(DOCUMENT SECTION)
■ ■ ■

In the past few months you have been discussing various options with a large, U.S.-owned biotech firm that is prepared to enter into a joint venture (JV) with you to develop and exploit your proprietary technology. You believe that your intellectual property, when allied with the U.S. company’s access to development capital and proven production and marketing experience, will result in a successful outcome for both parties. Your business objectives are clear. In addition, you wish to maintain at least a 40 per cent interest in the JV and have some concerns about locking yourself in for a long period, as ideas and markets in the biotech sector develop quickly. You have indicated that although you share mutual interests now, things may change in the next few years: your collaborative partner today may become your competitor tomorrow.
Negotiating a JV:
It is imperative that you enter into a very clear confidentiality agreement at the beginning of negotiations. This will ensure, at least, contractual protection for the confidential information that you disclose, including details of your valuable intellectual property. As with other material transactions, you may enter into a precontractual letter of intent (LOI) or memorandum of understanding (MOU) to record the basic terms of the business arrangement respecting the JV. For example, your LOI can record the basic intentions of the parties and avoid future misunderstanding, set out additional conditions such as regulatory approvals and provide a convenient way of notifying third parties (such as financial institutions) of the proposed formation of the JV. As there is a growing body of case law indicating that the actions or conduct of parties may turn an LOI into a binding obligation, you might consider splitting the LOI into two, with the non-binding provisions forming one distinct portion and the binding provisions the other. The non-binding provisions should clearly indicate that fact and also provide that any binding relationship with respect to the deal itself is subject to and conditional upon the execution and delivery of definitive agreements.
Forms of JV Vehicles:
You have decided to use the most common type of JV, a corporate JV. In Canada, a JV normally takes the form of a corporation, general partnership, limited partnership or co-ownership JV. Each form has its own advantages and disadvantages and the choice of vehicle for the JV often depends on the tax implications for the parties. A corporation is taxed in its own right and provides limited liability to you as a shareholder, unlike some other vehicles including general and limited partnerships — both of which are flow-through vehicles for tax purposes and the general partners of which have joint liability for the obligations of the partnership. There are other forms of JV vehicles, including the Nova Scotia unlimited liability company, which is treated as a corporation for Canadian tax purposes but a partnership (tax flow-through) for U.S. tax purposes. However, the unlimited liability aspect for shareholders would have to be addressed.

■ ■ ■

(Records)
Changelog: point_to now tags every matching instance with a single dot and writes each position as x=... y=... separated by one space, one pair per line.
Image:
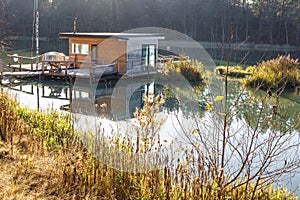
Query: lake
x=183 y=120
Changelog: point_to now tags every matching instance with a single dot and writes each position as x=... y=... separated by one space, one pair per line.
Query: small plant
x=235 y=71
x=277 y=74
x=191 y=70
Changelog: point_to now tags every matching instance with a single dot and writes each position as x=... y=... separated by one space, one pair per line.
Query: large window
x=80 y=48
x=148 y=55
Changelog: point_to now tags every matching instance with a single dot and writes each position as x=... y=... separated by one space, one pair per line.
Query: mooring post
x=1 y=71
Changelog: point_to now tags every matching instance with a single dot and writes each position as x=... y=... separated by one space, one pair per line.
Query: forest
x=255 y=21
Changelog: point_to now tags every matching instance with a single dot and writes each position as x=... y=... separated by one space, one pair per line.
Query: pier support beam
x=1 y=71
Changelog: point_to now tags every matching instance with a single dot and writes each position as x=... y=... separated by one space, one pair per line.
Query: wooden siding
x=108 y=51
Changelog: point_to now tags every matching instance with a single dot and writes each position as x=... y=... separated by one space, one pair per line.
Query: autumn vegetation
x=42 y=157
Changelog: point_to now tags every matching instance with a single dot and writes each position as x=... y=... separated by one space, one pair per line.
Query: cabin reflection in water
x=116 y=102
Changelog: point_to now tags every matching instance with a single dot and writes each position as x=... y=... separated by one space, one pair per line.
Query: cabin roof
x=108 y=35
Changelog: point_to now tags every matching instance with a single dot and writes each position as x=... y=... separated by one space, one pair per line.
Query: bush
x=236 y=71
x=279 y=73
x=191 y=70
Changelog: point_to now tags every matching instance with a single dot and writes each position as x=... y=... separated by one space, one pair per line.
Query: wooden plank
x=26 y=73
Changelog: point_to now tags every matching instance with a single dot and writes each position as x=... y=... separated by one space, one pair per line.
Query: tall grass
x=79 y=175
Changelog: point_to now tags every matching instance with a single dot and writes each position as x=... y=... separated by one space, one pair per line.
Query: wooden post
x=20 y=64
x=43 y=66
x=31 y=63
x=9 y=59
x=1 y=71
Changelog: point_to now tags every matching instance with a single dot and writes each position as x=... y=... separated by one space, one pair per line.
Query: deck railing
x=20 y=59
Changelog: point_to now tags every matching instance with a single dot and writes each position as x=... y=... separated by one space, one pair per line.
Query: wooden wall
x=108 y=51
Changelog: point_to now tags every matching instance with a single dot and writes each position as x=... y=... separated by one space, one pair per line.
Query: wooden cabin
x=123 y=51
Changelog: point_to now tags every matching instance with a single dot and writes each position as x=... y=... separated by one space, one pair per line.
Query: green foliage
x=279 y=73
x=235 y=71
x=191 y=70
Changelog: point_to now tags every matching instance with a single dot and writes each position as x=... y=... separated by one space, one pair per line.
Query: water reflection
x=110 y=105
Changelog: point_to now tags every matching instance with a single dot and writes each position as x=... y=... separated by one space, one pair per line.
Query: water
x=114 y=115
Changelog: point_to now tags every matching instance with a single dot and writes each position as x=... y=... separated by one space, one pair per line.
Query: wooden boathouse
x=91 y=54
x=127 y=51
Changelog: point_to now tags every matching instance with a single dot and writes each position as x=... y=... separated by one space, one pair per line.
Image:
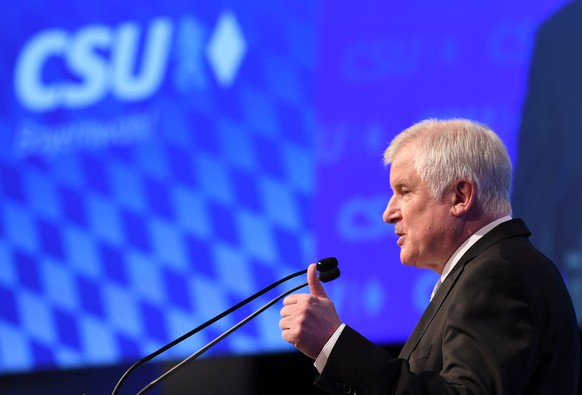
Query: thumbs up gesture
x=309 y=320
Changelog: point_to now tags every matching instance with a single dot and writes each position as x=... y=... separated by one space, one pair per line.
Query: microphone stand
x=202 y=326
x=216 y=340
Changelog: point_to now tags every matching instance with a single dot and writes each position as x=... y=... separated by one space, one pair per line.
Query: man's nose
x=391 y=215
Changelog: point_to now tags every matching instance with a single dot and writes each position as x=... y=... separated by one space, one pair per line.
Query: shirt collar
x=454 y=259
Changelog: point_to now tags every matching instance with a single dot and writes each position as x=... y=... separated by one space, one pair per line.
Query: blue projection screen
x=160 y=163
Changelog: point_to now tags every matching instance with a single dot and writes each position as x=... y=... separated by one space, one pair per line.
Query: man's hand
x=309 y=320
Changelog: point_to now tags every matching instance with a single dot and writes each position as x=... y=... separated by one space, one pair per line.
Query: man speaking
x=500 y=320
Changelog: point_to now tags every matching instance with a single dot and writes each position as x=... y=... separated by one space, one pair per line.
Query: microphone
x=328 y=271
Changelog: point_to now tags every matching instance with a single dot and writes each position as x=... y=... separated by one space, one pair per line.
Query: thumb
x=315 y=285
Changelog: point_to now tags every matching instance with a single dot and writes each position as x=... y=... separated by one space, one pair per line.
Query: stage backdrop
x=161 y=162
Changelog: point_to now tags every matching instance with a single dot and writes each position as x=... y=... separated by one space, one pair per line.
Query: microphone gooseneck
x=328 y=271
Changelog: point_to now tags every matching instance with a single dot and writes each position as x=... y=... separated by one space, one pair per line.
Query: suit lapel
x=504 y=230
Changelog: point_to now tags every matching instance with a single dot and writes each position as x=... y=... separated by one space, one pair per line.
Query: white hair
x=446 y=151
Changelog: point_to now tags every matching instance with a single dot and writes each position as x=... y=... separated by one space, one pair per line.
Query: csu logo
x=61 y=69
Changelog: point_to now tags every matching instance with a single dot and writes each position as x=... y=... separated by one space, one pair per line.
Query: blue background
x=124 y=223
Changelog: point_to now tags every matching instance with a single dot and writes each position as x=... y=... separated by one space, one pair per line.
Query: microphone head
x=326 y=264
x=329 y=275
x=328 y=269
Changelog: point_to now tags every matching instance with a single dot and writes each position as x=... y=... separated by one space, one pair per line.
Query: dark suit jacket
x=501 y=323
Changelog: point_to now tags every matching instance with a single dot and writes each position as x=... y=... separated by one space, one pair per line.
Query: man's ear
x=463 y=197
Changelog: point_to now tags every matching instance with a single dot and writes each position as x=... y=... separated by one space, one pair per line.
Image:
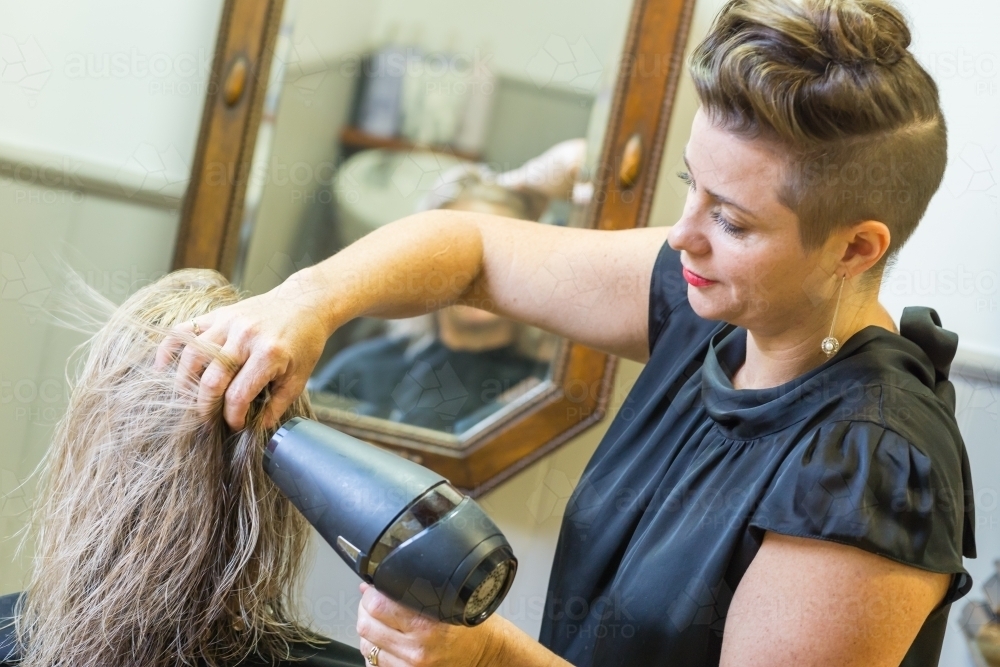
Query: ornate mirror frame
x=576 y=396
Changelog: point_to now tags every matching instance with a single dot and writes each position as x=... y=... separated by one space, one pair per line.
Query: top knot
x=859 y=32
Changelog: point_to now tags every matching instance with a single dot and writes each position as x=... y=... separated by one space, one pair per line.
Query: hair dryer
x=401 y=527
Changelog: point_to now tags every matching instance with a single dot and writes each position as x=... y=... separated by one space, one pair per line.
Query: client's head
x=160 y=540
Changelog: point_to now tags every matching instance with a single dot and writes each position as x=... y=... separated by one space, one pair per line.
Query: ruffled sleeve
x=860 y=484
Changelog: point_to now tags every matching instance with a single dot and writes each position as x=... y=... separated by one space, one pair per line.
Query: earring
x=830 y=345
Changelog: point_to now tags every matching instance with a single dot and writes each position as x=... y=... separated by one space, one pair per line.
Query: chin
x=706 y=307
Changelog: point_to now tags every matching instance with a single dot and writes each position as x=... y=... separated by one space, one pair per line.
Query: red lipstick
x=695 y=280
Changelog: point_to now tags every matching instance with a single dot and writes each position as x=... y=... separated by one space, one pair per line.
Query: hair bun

■ ■ ■

(SET PROBLEM A) Reproduce verbatim everything in the joint venture passage from "In the past" down to "your competitor tomorrow.".
(SET PROBLEM B) List every line of the entries that contains the string "reflection", treating uppercase and lowercase as different.
The joint venture passage and the entries were drawn from separate sources.

(WRITTEN ANSWER A)
In the past few months you have been discussing various options with a large, U.S.-owned biotech firm that is prepared to enter into a joint venture (JV) with you to develop and exploit your proprietary technology. You believe that your intellectual property, when allied with the U.S. company’s access to development capital and proven production and marketing experience, will result in a successful outcome for both parties. Your business objectives are clear. In addition, you wish to maintain at least a 40 per cent interest in the JV and have some concerns about locking yourself in for a long period, as ideas and markets in the biotech sector develop quickly. You have indicated that although you share mutual interests now, things may change in the next few years: your collaborative partner today may become your competitor tomorrow.

(WRITTEN ANSWER B)
Query: cabin reflection in water
Query: water reflection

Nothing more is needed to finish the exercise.